* _Tareas_
1 - Reescribe de forma más breve el párrafo del texto sobre el funcionario de prisiones que empieza con «Ha conocido diferentes épocas» y conserva sus datos principales.
2 - Devuelve el pasaje del texto sobre el funcionario de prisiones que va desde "J. es funcionario" hasta "los terroristas irredentos.", ambos incluidos, copiado literalmente.
3 - Escribe la continuación del texto sobre el funcionario de prisiones a partir del punto en que termina.

* _Texto extraído_
= = = =

J. es funcionario de prisiones. Lleva más de veinte años trabajando en una de las decenas de cárceles españolas en las que hay presos de ETA. Según el colectivo de presos Etxerat son 58. La suya es una cárcel a medio camino: ni está cerca de Euskadi, donde están los que han renunciado a la violencia, ni está está al sur, donde se concentran los terroristas irredentos.
Ha conocido diferentes épocas de ETA y también diferentes épocas de los etarras. “Antes eran más. Y era gente de los ‘80, más dura, más etarras históricos, con más ideales. Ahora son criajos, que matan igual, pero que no tienen nada que ver con los que había antes”, cuenta. “Los de antes te veían como al represor, pero con los de ahora puedes hablar con normalidad”.

= = = =

* _Entradas proporcionadas_
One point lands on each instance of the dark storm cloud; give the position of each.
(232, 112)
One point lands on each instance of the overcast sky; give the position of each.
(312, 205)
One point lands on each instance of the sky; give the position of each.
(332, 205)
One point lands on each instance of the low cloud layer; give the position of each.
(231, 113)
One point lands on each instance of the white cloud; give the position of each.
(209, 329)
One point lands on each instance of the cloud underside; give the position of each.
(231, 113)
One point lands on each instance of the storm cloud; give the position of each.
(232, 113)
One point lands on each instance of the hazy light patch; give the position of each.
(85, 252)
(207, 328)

= = = =

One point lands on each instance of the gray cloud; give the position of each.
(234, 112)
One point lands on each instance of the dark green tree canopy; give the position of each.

= = = =

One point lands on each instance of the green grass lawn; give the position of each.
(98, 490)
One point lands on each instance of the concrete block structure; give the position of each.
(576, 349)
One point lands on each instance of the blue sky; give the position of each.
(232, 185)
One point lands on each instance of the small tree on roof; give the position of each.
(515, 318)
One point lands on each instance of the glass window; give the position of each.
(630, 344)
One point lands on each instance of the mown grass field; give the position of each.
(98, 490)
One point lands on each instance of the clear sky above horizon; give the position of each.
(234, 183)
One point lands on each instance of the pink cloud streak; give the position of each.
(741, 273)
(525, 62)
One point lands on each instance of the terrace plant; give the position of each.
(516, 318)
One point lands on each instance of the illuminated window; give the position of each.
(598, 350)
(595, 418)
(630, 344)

= = = =

* _Respuestas por tarea_
1 - J. ha conocido distintas épocas de ETA y de sus miembros. Según él, antes los etarras eran más numerosos y eran gente de los años ochenta: más dura, histórica y con más ideales, que lo veía como al represor. Los de ahora son muy jóvenes («criajos») y matan igual, pero con ellos se puede hablar con normalidad.

2 -
J. es funcionario de prisiones. Lleva más de veinte años trabajando en una de las decenas de cárceles españolas en las que hay presos de ETA. Según el colectivo de presos Etxerat son 58. La suya es una cárcel a medio camino: ni está cerca de Euskadi, donde están los que han renunciado a la violencia, ni está está al sur, donde se concentran los terroristas irredentos.

3 -
Cuenta como anécdota que hace unas semanas un etarra hizo algo que nunca ninguno había hecho antes: “Les habíamos dado para desayunar unos bizcochos empaquetados y uno de ellos viene y me dice ‘Oiga, a esto se le ha pasado la fecha, están caducados… que no se lo digo por nada, es por que lo sepa, simplemente’. Me quedé impresionado, porque antes te hubieran montado una…’ Que viniera con esa educación me dejó flipado», se ríe.
Relacionarse con los presos de ETA ahora es posible, pero no siempre ha sido así. “Antes eran casi inaccesibles: cada vez que querían decir algo nombraban un portavoz, hasta para las cosas más simples, como recoger el correo, entregar las instancias de todos… Ahora, aunque siguen comiendo juntos y vayan juntos es muy diferente”, relata. “Ahora aún habla alguno en euskera, pero antes casi ninguno. No sabían. A los de ahora les han enseñado en la ikastola, pero normalmente hablan en castellano, hasta cuando hablan con su familia por teléfono lo hacen en castellano”.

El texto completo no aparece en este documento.